Exercise aim →
Give back exactly the lines of the data below, starting with the line that has "mark: the cobblestone" and going on through the line that has "mark: the brick".
-- -- --
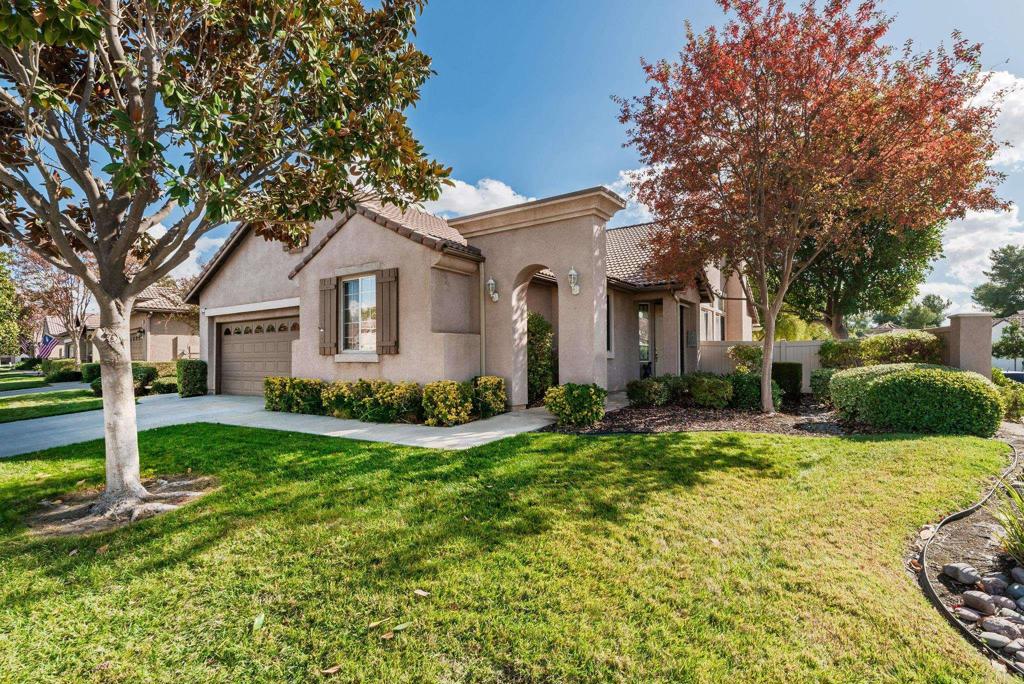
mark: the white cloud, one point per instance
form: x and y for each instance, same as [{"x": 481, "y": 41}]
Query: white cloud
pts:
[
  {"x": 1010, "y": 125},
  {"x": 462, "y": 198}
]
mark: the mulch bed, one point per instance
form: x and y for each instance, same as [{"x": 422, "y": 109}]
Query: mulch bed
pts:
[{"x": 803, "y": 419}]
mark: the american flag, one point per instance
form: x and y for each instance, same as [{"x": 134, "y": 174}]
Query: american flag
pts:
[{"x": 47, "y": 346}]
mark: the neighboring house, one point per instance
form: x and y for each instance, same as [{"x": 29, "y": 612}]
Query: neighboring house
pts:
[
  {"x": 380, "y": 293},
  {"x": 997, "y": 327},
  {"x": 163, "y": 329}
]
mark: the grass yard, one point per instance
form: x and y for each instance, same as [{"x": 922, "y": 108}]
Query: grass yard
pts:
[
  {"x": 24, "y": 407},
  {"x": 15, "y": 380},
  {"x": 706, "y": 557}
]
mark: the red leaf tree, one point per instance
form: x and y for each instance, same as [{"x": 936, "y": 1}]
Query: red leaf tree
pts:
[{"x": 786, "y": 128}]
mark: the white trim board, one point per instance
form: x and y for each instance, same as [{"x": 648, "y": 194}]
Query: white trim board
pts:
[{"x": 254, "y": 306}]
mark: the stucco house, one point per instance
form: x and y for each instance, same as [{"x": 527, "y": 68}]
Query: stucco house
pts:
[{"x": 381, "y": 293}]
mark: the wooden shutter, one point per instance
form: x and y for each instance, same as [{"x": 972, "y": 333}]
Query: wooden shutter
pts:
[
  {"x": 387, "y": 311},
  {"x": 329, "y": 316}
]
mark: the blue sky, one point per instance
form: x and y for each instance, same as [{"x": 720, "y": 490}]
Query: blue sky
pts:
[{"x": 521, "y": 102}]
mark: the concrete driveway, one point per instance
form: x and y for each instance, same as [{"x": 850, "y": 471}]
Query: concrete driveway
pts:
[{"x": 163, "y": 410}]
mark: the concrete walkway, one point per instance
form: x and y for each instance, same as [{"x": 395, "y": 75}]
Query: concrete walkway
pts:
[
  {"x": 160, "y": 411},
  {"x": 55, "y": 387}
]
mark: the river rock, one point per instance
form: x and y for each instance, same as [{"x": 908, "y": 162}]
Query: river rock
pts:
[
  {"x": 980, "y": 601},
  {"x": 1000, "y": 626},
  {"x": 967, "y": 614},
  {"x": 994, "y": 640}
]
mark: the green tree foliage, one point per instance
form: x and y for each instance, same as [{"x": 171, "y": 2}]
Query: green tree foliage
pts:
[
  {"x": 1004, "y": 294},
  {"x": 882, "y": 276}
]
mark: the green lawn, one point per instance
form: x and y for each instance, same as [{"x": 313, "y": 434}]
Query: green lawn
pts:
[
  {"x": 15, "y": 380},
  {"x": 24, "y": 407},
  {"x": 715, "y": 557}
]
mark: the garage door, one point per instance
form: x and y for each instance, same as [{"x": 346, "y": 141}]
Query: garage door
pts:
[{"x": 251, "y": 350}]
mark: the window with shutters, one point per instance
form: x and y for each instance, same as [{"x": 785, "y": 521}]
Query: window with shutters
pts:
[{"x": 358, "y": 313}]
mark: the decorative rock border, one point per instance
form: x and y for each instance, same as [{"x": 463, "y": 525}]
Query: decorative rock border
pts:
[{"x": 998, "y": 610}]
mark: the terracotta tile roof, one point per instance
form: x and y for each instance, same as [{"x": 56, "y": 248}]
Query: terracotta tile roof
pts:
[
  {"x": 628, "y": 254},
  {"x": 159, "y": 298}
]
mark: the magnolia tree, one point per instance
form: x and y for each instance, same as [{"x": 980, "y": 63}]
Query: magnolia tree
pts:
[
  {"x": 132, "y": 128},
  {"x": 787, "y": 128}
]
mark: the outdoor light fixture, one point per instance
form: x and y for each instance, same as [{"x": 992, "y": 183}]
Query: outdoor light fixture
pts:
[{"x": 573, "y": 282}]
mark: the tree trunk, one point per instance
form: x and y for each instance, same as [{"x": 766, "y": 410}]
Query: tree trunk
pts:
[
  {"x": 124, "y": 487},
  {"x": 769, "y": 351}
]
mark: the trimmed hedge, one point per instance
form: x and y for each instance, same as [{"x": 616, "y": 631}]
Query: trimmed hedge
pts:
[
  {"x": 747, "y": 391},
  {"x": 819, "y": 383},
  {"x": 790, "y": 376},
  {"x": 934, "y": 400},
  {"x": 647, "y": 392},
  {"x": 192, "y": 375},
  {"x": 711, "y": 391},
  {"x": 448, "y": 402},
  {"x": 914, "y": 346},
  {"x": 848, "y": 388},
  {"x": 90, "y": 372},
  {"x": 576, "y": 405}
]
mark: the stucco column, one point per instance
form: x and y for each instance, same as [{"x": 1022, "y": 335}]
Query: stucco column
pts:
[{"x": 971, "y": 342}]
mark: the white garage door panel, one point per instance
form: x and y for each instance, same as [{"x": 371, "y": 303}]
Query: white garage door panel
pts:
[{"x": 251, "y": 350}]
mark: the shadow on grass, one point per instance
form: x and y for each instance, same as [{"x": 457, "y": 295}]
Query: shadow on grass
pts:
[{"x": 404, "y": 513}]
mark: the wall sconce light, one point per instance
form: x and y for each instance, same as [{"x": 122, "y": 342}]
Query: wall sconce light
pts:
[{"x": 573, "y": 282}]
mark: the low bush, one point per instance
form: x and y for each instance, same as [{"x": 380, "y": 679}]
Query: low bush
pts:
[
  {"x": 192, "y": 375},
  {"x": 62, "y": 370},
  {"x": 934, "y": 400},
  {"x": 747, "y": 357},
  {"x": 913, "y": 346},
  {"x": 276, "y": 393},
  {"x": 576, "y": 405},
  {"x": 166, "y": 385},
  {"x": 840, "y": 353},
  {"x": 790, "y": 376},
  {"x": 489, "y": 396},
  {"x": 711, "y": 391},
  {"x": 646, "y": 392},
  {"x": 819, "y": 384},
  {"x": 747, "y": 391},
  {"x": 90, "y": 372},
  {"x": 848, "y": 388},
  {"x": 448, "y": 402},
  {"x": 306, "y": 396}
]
-- -- --
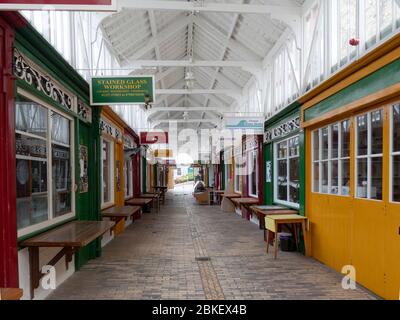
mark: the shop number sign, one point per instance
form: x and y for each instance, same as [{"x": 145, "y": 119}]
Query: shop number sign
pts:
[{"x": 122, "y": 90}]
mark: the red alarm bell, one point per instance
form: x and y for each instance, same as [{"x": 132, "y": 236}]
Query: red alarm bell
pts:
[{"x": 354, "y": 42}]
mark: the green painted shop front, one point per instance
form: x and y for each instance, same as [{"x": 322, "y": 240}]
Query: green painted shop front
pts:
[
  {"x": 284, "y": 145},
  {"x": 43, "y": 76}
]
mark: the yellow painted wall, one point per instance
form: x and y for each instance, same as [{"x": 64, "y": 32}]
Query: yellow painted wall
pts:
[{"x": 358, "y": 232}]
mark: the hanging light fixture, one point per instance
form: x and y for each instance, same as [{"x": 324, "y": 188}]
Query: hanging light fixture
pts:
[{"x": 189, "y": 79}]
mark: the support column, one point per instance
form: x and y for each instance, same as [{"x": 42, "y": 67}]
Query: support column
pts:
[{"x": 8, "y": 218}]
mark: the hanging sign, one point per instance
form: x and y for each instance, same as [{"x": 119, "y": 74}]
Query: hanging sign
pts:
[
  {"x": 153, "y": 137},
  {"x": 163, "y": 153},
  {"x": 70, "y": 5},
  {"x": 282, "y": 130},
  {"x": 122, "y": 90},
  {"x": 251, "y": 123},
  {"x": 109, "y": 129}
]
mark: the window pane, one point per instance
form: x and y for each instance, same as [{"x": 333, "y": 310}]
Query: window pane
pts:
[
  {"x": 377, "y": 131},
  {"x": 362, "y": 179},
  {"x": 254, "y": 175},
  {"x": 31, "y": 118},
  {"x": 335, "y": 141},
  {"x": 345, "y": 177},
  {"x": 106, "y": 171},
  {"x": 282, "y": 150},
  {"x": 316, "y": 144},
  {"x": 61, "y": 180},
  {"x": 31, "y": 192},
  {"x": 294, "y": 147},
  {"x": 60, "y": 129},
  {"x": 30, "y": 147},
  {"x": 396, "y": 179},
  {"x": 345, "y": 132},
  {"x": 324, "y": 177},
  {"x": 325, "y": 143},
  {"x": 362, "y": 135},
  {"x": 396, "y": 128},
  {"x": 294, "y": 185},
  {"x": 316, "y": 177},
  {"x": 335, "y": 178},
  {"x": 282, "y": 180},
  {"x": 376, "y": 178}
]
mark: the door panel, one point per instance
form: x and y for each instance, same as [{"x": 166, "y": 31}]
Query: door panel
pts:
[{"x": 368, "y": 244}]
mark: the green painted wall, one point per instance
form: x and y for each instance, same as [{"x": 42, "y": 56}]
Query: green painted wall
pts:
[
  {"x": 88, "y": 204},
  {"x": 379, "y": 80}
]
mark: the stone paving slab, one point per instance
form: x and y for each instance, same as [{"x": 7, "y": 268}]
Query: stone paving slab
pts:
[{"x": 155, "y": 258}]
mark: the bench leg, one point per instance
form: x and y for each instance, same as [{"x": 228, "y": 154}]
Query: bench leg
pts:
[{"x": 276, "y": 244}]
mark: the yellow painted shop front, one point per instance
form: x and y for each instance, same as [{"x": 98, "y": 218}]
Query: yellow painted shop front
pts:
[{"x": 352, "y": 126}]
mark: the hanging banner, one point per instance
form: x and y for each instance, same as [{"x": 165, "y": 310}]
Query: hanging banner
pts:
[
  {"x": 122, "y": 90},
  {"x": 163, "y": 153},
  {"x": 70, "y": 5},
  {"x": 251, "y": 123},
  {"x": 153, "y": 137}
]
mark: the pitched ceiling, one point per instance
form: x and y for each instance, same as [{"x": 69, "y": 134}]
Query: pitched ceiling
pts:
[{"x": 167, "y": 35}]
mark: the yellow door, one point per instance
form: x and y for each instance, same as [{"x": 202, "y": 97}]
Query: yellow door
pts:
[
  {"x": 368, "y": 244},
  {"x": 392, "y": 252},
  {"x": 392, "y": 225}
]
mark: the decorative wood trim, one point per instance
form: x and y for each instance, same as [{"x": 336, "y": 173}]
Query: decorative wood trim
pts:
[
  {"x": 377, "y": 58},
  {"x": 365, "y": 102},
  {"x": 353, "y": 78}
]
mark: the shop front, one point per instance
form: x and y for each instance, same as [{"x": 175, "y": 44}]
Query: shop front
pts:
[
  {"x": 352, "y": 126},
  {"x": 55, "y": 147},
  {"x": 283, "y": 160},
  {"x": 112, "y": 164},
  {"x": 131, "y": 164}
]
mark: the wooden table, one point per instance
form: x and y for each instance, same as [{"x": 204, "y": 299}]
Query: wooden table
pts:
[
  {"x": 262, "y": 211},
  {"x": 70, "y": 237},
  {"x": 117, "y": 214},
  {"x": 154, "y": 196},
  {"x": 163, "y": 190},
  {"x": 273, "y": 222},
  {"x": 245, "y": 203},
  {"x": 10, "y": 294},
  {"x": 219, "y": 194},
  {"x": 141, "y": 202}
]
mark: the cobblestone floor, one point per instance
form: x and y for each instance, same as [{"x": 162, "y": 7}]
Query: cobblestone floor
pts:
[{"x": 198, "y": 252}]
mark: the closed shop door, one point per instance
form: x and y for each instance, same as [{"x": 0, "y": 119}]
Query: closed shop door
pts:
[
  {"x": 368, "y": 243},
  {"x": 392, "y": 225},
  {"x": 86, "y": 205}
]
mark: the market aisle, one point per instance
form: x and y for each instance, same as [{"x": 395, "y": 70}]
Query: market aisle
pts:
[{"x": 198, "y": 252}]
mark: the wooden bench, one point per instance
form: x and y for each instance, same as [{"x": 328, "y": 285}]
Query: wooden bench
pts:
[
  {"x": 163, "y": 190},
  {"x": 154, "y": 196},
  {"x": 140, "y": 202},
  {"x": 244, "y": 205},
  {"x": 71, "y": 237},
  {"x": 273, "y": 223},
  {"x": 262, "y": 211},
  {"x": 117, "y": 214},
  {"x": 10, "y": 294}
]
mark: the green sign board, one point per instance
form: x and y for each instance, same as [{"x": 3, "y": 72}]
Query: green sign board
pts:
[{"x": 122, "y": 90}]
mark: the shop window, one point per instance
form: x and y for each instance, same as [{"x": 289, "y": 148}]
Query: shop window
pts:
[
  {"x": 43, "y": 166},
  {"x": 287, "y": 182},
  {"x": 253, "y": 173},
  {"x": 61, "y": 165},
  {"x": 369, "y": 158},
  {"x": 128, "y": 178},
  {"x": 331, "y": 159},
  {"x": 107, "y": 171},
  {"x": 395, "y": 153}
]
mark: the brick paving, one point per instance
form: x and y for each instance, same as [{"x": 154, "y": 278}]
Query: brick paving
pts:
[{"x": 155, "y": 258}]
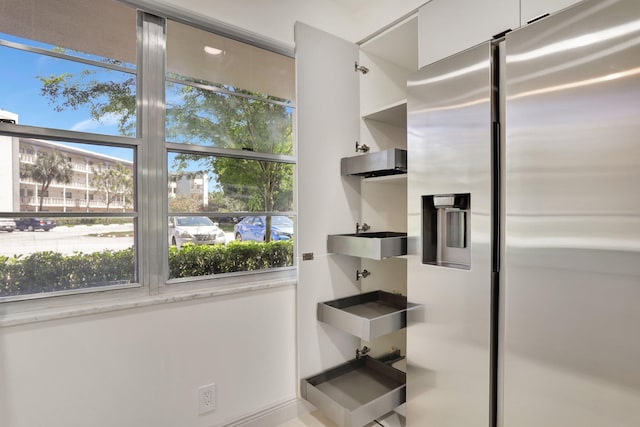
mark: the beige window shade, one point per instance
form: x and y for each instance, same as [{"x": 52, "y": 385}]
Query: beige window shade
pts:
-- -- --
Written response →
mark: the cobblestone floor, one point per instance
form: x and y for each instance, same as [{"x": 162, "y": 7}]
Query: cobblestone floor
pts:
[{"x": 198, "y": 252}]
mark: the closed shop door, one point per instance
form: x and y for each instance, same as [{"x": 0, "y": 119}]
Query: closed shop door
pts:
[
  {"x": 368, "y": 243},
  {"x": 392, "y": 225},
  {"x": 86, "y": 205}
]
mark: the market aisle, one point per instance
form: x and y for each instance, same as [{"x": 395, "y": 70}]
Query: market aisle
pts:
[{"x": 198, "y": 252}]
mark: the wooden bench, one point per instance
form: x and y for each instance, same as [{"x": 328, "y": 285}]
Query: wooden bench
pts:
[
  {"x": 163, "y": 190},
  {"x": 154, "y": 196},
  {"x": 140, "y": 202},
  {"x": 244, "y": 205},
  {"x": 71, "y": 237},
  {"x": 273, "y": 223},
  {"x": 262, "y": 211},
  {"x": 117, "y": 214},
  {"x": 10, "y": 294}
]
mark: the green sign board, one point per instance
form: x and y for each instance, same as [{"x": 3, "y": 72}]
Query: green sign board
pts:
[{"x": 122, "y": 90}]
mark: the shop window, one point per instance
form: x and y for each instance, same as [{"x": 289, "y": 148}]
Query: shop window
pts:
[
  {"x": 43, "y": 166},
  {"x": 287, "y": 182},
  {"x": 253, "y": 173},
  {"x": 61, "y": 165},
  {"x": 369, "y": 158},
  {"x": 128, "y": 178},
  {"x": 331, "y": 159},
  {"x": 107, "y": 171},
  {"x": 395, "y": 153}
]
mark: the brick paving, one point per instance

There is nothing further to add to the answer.